[start of Extracted material]

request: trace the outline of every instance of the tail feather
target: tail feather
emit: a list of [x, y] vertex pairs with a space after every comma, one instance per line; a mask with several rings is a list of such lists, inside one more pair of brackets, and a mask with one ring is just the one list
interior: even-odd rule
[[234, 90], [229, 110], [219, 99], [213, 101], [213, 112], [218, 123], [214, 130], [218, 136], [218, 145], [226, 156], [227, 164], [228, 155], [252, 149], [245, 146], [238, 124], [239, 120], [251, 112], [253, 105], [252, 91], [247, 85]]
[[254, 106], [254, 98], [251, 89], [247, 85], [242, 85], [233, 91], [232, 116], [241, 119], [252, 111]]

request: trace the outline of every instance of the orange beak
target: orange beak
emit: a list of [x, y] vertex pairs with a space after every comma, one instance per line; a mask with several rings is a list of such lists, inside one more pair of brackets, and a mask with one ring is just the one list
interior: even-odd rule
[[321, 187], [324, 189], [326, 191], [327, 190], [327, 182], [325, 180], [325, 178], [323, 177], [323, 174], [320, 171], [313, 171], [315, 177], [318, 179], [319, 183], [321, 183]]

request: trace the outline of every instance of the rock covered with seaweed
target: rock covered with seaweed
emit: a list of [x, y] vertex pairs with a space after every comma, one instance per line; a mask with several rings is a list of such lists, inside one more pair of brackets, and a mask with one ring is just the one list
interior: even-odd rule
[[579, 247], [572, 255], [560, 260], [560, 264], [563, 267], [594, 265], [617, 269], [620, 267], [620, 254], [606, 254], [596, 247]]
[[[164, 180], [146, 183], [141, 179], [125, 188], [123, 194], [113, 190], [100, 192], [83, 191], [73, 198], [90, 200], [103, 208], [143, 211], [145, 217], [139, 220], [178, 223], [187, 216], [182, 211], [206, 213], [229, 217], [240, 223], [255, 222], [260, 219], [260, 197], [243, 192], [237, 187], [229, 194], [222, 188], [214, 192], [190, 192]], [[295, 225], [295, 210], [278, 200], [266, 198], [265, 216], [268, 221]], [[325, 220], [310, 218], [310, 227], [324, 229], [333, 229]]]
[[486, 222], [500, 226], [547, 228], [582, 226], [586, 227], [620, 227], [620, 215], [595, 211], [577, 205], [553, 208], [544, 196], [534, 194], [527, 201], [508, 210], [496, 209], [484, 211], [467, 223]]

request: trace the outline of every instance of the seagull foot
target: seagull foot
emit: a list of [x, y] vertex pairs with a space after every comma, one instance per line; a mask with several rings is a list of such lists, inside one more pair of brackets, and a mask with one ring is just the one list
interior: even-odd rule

[end of Extracted material]

Render all the records above as a Markdown table with two columns, Row and Line, giving each line its own numbered row and skipping blank lines.

» **Exercise output**
| Row | Line |
|---|---|
| 1 | request: trace the outline of every instance of the tail feather |
| 2 | target: tail feather |
| 3 | emit: a list of [x, y] vertex pairs with a space after every comma, one instance per line; a mask with several rings is a list of such lists, inside one more pair of brackets, and a mask with one ring is just the one list |
| 4 | interior: even-odd rule |
| 5 | [[234, 90], [229, 110], [219, 99], [213, 101], [213, 112], [218, 123], [214, 130], [218, 136], [218, 145], [226, 156], [227, 164], [228, 155], [252, 149], [245, 146], [238, 124], [239, 120], [251, 112], [253, 105], [252, 91], [247, 85]] |
| 6 | [[254, 106], [254, 98], [251, 89], [247, 85], [242, 85], [233, 91], [232, 116], [241, 119], [252, 111]] |
| 7 | request: trace the outline of every instance of the orange beak |
| 8 | target: orange beak |
| 9 | emit: a list of [x, y] vertex pairs with a space after every comma, one instance per line; a mask with several rings is a list of such lists, inside one more pair of brackets, and a mask with one ring is just the one list |
| 10 | interior: even-odd rule |
| 11 | [[321, 187], [324, 189], [326, 191], [327, 190], [327, 182], [325, 180], [325, 178], [323, 177], [323, 174], [320, 171], [313, 171], [315, 177], [318, 179], [319, 183], [321, 183]] |
| 12 | request: trace the outline of every instance of the rock covered with seaweed |
| 13 | target: rock covered with seaweed |
| 14 | emit: a list of [x, y] vertex pairs with a space after every comma, one instance per line; a mask with several rings is a list of such lists, inside one more pair of brackets, and a mask with one ring is just the one list |
| 15 | interior: even-odd rule |
| 16 | [[579, 247], [572, 255], [560, 260], [560, 264], [563, 267], [594, 265], [617, 269], [620, 267], [620, 254], [606, 254], [596, 247]] |
| 17 | [[[164, 180], [146, 183], [141, 179], [125, 188], [123, 194], [113, 190], [100, 192], [83, 191], [73, 198], [90, 200], [103, 208], [143, 211], [145, 217], [139, 220], [178, 223], [187, 216], [182, 211], [206, 213], [229, 217], [240, 223], [255, 222], [260, 219], [260, 197], [243, 192], [237, 187], [229, 194], [222, 188], [214, 192], [190, 192]], [[295, 225], [295, 210], [278, 200], [266, 198], [265, 216], [268, 221]], [[325, 220], [310, 218], [310, 227], [324, 229], [333, 229]]] |
| 18 | [[486, 222], [500, 226], [547, 228], [582, 226], [586, 227], [620, 227], [620, 215], [595, 211], [577, 205], [553, 208], [544, 196], [534, 194], [527, 201], [508, 210], [496, 209], [484, 211], [467, 223]] |
| 19 | request: trace the outline of every instance of the seagull foot |
| 20 | target: seagull foot |
| 21 | emit: a list of [x, y] vertex pairs with a space after every comma, one instance per line; a mask with several rings is a list of such lists, inside one more pair of brackets, and a mask with one ring is just the one list |
| 22 | interior: even-odd rule |